# Problem requirements:
Please repeat the lines of the material below exactly, starting with the one that contains "Expected: a marker on each instance of the boy's" and ending with the last.

********************

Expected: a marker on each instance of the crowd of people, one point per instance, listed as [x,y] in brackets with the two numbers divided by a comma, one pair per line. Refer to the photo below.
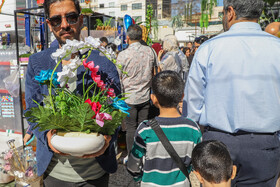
[216,100]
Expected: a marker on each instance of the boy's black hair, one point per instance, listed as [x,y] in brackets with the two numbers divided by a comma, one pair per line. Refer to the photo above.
[134,32]
[47,4]
[212,161]
[103,39]
[168,87]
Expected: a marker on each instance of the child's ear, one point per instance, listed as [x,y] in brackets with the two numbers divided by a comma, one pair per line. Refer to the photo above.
[154,99]
[198,176]
[234,170]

********************

# Answer to the problem:
Expected: a marker on each instance of the boy's black hair, one point per instance, listed as [x,y] in brackets with the two numbers divided by a comma, one pair per line. Refer to the photo above.
[134,32]
[47,4]
[212,161]
[103,39]
[168,87]
Expected: a marker on each instance of the child's ear, one point per instance, listed as [x,y] in brackets with the two numbers divided by a comma, one pair per line. Refer to the photo above.
[154,99]
[198,176]
[234,170]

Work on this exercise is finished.